### INSTRUCTIONS FOR THE TASK
Reproduce everything in the court order from "I. BACKGROUND" down to "id. ¶¶ 11, 23.", word for word.

Start of PASSAGE GIVEN

Opinion
8:22-cv-02455-KKM-AEP
01-22-2024
ORDER
KATHRYN KIMBALL MIZELLE, UNITED STATES DISTRICT JUDGE
Marie Rodriguez sues Clear Blue Insurance Company, pressing three breach of contract claims arising out of water damage to Rodriguez's property and subsequent repair efforts orchestrated by Clear Blue. Compl. (Doc. 1-1). The Parties have completed discovery and Rodriguez now moves to strike Clear Blue's rebuttal expert, Hugh Warren. Motion to Strike (MTS) (Doc. 25). Because Clear Blue should have disclosed Warren as a primary defense expert instead of as a rebuttal expert and did not comply with Rule 26's requirements even with respect to its untimely disclosure, Rodriguez's motion is granted.
I. BACKGROUND
Because the factual background of this case is irrelevant to Rodriguez's motion to strike, I do not belabor it. In short, Clear Blue insured a piece of Rodriguez's real property that sustained water damage in June 2020. Compl. ¶¶ 2-7. After Rodriguez filed a claim, Clear Blue retained Paul Davis Restoration to repair the damage. Id. ¶¶ 9-10. Rodriguez claims that, rather than perform the necessary repairs, Paul Davis only made things worse. E.g., id. ¶¶ 11-12, 20-21. After Clear Blue denied Rodriguez's claim for this new damage, Rodriguez sued. E.g., id. ¶¶ 11, 23.
Turning to the procedural history, on November 29, 2022, I entered a standard Case Management Scheduling Order establishing deadlines for this litigation. (Doc. 10). That order set a deadline of May 29, 2023, for Defendant's expert disclosures. Id. at 1. The deadline for rebuttal expert disclosures was June 23, 2023. Id.
Rodriguez timely disclosed an expert, Dennis James, whom she “expected to testify that Paul Davis performed bad work and that it will cost $117,532.56 to repair [the] property.” MTS at 5. Clear Blue did not disclose Hugh Warren by the May 29 deadline as the Case Management Scheduling Order required. Instead, Clear Blue waited until June 23 to disclose Warren as a “rebuttal expert.” Id. at 1; Warren Expert Disclosure (Doc. 251). And beyond its untimeliness, Clear Blue's disclosure was deficient for other reasons. Although Warren was required to provide a written report under Federal Rule of Civil Procedure 26(a)(2)(B), compare Warren Expert Disclosure at 1-2, with FED. R. CIV. P. 26(a)(2)(B)(i-vi), Warren does not appear to have prepared or signed any report. Clear Blue's disclosure also failed to include several categories of information required to be disclosed under Rule 26(a)(2)(B). S ee Warren Expert Disclosure at 2 (failing to include (1) Warren's qualifications, including a list of all publications authored in the previous 10 years, (2) a list of cases during the last four years in which Warren had testified as an expert, and (3) a statement of the compensation to be paid for the study and testimony in this case with only a reassurance that those items had “been requested and will be produced upon receipt”).

End of PASSAGE GIVEN
Start of SUPPLIED DATA

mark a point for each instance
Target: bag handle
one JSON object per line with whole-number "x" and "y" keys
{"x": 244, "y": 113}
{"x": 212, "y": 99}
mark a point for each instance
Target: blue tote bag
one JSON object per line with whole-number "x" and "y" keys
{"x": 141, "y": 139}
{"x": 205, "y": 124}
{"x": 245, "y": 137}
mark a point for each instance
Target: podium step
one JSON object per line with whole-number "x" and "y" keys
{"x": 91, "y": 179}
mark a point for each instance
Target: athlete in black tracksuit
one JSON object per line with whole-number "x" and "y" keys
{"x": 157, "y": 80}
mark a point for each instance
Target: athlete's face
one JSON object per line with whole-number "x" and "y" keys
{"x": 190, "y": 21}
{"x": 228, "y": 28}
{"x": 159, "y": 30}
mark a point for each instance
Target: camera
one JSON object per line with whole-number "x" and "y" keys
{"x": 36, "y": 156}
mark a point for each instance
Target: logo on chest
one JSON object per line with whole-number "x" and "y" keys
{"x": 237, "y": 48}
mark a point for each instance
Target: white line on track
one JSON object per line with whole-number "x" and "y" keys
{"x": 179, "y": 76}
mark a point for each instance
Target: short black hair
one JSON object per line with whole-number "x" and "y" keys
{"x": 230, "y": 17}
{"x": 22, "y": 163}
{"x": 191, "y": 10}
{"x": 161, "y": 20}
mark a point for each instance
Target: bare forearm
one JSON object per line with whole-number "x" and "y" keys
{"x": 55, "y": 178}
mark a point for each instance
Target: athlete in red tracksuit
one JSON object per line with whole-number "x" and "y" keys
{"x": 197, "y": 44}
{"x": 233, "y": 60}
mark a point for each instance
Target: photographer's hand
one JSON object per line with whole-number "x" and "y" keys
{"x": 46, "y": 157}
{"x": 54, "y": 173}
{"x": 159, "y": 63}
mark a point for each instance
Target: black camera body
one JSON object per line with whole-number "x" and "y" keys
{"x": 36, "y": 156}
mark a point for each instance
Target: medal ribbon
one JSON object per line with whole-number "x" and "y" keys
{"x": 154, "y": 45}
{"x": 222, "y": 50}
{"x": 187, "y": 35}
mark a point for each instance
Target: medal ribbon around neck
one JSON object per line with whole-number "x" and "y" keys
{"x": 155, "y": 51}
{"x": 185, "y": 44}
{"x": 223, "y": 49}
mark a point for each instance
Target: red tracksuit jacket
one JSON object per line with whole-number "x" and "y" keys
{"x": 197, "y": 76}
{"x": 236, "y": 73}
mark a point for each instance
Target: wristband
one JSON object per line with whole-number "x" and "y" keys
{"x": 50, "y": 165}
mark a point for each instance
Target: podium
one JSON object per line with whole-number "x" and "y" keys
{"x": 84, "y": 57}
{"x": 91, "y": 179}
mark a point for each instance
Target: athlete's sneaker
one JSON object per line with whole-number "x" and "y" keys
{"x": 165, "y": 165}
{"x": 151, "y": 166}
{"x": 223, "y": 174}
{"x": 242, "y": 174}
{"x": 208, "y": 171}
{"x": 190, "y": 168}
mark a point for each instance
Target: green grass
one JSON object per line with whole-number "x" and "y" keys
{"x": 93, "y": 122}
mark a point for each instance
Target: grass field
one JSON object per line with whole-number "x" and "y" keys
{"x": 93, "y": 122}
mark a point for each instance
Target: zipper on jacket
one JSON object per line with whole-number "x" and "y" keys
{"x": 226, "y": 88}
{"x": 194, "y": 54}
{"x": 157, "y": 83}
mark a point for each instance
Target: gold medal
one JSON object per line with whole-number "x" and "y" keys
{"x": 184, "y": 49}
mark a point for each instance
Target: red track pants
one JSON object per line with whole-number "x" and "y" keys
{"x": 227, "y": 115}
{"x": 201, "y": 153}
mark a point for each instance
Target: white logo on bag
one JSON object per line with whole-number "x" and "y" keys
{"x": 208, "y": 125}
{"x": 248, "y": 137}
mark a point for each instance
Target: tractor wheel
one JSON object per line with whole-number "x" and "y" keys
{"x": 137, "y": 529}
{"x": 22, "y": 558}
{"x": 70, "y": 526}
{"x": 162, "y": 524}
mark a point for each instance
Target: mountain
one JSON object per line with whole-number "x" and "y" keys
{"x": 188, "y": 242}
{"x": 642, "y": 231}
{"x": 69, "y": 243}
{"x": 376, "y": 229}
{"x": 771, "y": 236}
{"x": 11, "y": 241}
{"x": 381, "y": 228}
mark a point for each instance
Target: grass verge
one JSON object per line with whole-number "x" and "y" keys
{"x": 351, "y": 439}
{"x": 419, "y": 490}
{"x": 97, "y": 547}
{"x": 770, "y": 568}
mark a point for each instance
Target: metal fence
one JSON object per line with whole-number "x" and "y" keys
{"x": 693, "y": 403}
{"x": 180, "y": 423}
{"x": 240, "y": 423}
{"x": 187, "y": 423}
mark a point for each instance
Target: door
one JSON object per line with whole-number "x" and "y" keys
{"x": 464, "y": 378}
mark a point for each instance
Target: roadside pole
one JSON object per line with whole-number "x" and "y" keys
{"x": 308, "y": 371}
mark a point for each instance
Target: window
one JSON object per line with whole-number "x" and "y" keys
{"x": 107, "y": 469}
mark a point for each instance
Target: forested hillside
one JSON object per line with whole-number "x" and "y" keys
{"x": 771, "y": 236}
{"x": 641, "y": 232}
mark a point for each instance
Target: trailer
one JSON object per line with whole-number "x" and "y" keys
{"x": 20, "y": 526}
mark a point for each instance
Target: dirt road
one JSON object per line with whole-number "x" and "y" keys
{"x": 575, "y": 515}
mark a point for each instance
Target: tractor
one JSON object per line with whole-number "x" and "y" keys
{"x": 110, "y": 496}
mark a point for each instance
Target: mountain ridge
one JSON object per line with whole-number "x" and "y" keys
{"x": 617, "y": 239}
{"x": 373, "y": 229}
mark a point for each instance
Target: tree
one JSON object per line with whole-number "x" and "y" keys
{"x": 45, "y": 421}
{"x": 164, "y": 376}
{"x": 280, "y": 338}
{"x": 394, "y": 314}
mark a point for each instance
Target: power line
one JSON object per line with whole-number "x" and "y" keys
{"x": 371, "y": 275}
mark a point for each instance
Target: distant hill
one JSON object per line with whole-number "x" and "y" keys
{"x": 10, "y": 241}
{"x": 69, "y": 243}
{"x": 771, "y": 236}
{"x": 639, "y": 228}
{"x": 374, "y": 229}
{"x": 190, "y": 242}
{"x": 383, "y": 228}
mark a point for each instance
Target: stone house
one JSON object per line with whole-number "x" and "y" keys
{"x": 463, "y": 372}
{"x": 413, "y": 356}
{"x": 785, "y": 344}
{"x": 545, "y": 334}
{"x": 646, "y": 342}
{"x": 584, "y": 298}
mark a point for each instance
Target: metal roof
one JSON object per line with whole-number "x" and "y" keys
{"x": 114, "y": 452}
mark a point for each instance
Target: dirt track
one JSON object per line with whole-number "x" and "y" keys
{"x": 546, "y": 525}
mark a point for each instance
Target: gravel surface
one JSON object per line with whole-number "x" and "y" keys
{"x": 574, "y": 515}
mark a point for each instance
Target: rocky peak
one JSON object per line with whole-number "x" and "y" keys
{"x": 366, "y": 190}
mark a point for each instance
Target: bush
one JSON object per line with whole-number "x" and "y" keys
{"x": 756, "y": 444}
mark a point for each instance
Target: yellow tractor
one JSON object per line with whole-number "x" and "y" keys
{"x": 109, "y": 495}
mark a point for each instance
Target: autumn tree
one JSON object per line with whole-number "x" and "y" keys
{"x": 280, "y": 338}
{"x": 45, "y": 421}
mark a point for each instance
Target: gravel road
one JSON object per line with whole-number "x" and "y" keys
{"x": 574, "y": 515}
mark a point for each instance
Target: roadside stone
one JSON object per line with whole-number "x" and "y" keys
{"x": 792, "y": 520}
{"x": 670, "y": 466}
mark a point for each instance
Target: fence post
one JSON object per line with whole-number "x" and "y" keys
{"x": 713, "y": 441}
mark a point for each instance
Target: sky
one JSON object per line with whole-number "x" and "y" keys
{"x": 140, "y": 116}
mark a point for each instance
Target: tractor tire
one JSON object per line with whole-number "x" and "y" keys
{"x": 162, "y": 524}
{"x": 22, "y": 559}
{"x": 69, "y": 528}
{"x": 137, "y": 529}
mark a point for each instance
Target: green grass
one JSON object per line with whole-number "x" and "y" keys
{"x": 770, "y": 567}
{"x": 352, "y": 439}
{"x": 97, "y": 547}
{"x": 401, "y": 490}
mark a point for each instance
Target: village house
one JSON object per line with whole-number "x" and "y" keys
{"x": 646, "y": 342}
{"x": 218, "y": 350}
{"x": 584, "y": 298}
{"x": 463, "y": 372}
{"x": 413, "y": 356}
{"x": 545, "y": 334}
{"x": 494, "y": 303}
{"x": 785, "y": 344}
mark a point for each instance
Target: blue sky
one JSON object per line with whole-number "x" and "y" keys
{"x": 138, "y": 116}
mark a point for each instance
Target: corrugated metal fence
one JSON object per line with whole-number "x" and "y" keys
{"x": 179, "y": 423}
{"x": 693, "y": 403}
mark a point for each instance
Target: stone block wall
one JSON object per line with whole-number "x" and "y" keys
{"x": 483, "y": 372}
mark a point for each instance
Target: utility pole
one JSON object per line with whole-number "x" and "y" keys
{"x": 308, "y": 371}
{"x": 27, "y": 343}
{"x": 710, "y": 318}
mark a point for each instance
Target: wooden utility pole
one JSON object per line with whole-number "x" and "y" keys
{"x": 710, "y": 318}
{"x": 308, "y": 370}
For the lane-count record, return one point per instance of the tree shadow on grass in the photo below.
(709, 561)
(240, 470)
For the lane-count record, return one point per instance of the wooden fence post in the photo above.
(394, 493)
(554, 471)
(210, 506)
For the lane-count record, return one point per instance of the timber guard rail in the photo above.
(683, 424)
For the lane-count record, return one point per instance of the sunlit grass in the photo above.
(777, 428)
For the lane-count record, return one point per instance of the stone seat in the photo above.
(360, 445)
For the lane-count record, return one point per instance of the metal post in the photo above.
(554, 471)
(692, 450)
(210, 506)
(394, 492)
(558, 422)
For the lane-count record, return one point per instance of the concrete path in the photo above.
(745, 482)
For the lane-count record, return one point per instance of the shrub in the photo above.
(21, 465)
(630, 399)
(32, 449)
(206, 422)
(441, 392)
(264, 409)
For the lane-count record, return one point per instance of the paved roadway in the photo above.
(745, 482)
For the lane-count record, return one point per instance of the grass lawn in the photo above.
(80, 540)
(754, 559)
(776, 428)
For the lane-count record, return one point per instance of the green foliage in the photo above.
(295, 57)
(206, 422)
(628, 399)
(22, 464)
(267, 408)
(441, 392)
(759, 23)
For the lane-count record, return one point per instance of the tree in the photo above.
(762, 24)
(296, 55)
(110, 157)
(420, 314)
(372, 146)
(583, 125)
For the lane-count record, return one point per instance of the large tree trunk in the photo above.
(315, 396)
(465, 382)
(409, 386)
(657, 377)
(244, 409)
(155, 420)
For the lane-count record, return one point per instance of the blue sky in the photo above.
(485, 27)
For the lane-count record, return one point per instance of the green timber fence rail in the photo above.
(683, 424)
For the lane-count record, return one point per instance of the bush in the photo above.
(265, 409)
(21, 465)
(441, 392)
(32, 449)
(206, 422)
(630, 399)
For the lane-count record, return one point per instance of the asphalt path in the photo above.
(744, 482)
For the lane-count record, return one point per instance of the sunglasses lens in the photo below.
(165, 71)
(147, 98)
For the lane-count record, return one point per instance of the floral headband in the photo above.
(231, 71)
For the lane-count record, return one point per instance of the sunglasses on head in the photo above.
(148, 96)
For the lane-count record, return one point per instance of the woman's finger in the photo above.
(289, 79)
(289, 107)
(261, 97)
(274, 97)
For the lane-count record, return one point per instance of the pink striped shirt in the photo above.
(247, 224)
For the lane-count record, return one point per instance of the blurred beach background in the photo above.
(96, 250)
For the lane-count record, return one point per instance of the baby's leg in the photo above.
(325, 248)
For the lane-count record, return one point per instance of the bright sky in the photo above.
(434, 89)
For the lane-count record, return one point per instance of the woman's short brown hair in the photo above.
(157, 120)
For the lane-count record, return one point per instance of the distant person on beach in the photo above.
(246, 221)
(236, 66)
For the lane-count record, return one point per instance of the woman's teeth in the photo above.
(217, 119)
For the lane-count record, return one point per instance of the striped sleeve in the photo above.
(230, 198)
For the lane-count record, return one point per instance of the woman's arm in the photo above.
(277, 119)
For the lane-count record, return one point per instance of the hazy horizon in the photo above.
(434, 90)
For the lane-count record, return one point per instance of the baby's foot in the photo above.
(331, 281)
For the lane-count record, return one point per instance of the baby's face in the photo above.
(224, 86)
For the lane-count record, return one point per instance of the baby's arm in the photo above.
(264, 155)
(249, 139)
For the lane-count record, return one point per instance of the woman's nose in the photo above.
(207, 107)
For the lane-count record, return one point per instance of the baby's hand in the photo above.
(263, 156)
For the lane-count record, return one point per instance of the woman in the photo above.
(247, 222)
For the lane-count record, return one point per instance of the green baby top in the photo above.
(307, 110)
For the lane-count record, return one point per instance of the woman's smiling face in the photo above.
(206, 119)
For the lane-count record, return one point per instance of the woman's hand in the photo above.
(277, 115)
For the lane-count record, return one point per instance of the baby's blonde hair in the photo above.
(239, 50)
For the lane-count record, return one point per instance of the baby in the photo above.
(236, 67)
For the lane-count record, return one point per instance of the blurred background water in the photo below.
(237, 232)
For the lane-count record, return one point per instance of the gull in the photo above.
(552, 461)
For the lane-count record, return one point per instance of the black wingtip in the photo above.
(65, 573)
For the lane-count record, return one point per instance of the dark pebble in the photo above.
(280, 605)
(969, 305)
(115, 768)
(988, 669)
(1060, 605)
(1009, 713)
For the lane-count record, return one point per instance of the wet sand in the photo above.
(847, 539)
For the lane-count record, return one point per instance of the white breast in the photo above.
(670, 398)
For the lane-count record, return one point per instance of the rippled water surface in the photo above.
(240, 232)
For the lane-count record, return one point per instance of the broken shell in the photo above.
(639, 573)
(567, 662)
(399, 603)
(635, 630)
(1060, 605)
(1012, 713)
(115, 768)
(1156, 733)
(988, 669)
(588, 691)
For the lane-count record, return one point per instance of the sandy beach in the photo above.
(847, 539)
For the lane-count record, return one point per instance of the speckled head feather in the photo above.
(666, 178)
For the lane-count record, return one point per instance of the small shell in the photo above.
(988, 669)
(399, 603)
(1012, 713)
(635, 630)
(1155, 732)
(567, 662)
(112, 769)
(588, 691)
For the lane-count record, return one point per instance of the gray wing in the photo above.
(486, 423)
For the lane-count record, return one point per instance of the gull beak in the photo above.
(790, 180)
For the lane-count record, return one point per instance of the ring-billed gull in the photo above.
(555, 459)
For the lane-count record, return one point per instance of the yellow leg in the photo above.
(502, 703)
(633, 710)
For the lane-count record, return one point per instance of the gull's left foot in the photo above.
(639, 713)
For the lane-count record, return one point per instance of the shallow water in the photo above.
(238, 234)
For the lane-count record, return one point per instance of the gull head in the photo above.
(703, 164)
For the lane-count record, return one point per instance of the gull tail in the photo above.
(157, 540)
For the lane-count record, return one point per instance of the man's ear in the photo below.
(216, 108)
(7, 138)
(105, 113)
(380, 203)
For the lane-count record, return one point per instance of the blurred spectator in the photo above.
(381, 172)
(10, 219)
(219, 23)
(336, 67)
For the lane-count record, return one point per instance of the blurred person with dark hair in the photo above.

End of SUPPLIED DATA

### TASK RESPONSE
I. BACKGROUND
Because the factual background of this case is irrelevant to Rodriguez's motion to strike, I do not belabor it. In short, Clear Blue insured a piece of Rodriguez's real property that sustained water damage in June 2020. Compl. ¶¶ 2-7. After Rodriguez filed a claim, Clear Blue retained Paul Davis Restoration to repair the damage. Id. ¶¶ 9-10. Rodriguez claims that, rather than perform the necessary repairs, Paul Davis only made things worse. E.g., id. ¶¶ 11-12, 20-21. After Clear Blue denied Rodriguez's claim for this new damage, Rodriguez sued. E.g., id. ¶¶ 11, 23.